◆ Provided text
+++

So, the elder brother was in the family, but he wouldn’t go in the house, he wouldn’t join the party. He refused to go in. The father pleaded with him, but he refused to go. So, many today, are in the family of God, but not in the father’s house. His house represents his presence. It represents close fellowship. When we live in the house with other people, we get very close and intimate with them. We know things about them that nobody else knows. And God knows things about you that nobody else knows, but you could know some things about him too that maybe everybody else doesn’t know.

You know, God’s presence is so important. And a lot of times we just seek God for what he can do for us, his presents, P-R-E-S-E-N-T-S. And we need to just seek him for who he is, seek his face and not his hand. The Bible says in his presence is «Fullness of joy». Psalm 27 says, «There’s protection from our enemies in the presence of God». «One thing I ask of the Lord, and that will I seek after, that I might dwell in his presence,» and behold his beauty, «All the days of my life». «For in the day of trouble he will keep me safe in his dwelling: he will hide me in the shelter,» of his presence. I love that. It also says that in God’s presence, you’ll be «Hidden from the strife of tongues».

+++

◆ Written problem 1
Copy the rows word for word, starting at the line that contains "Check that every instance of the boot" and continuing down to the end of the rows, with both ends included.

Location identification items
+++

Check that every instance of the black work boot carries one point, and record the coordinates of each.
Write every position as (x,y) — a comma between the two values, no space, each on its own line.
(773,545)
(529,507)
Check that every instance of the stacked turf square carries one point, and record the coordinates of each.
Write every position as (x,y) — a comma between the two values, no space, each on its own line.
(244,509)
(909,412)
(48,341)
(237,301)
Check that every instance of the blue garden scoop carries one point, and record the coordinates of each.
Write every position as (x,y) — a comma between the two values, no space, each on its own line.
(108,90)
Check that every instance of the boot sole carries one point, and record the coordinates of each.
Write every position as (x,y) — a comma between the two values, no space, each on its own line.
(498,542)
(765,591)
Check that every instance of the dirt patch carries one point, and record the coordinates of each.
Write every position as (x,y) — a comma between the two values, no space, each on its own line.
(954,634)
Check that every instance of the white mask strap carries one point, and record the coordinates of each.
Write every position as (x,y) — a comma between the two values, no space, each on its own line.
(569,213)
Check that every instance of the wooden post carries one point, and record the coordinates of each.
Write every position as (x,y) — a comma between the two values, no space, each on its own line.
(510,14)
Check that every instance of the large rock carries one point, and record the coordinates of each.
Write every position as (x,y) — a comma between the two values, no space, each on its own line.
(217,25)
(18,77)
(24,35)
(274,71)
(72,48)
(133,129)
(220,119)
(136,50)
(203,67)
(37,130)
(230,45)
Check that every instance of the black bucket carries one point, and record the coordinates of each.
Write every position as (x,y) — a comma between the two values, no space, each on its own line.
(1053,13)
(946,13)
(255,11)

+++

◆ Written problem 2
According to the sermon passage, what does the father's house represent?

◆ Response 1
Check that every instance of the boot sole carries one point, and record the coordinates of each.
Write every position as (x,y) — a comma between the two values, no space, each on its own line.
(498,542)
(765,591)
Check that every instance of the dirt patch carries one point, and record the coordinates of each.
Write every position as (x,y) — a comma between the two values, no space, each on its own line.
(954,634)
Check that every instance of the white mask strap carries one point, and record the coordinates of each.
Write every position as (x,y) — a comma between the two values, no space, each on its own line.
(569,213)
Check that every instance of the wooden post carries one point, and record the coordinates of each.
Write every position as (x,y) — a comma between the two values, no space, each on its own line.
(510,14)
Check that every instance of the large rock carries one point, and record the coordinates of each.
Write every position as (x,y) — a comma between the two values, no space, each on its own line.
(217,25)
(18,77)
(24,35)
(274,71)
(72,48)
(133,129)
(220,119)
(136,50)
(203,67)
(37,130)
(230,45)
Check that every instance of the black bucket carries one point, and record the coordinates of each.
Write every position as (x,y) — a comma between the two values, no space, each on its own line.
(1053,13)
(946,13)
(255,11)

◆ Response 2
It represents his presence and close fellowship.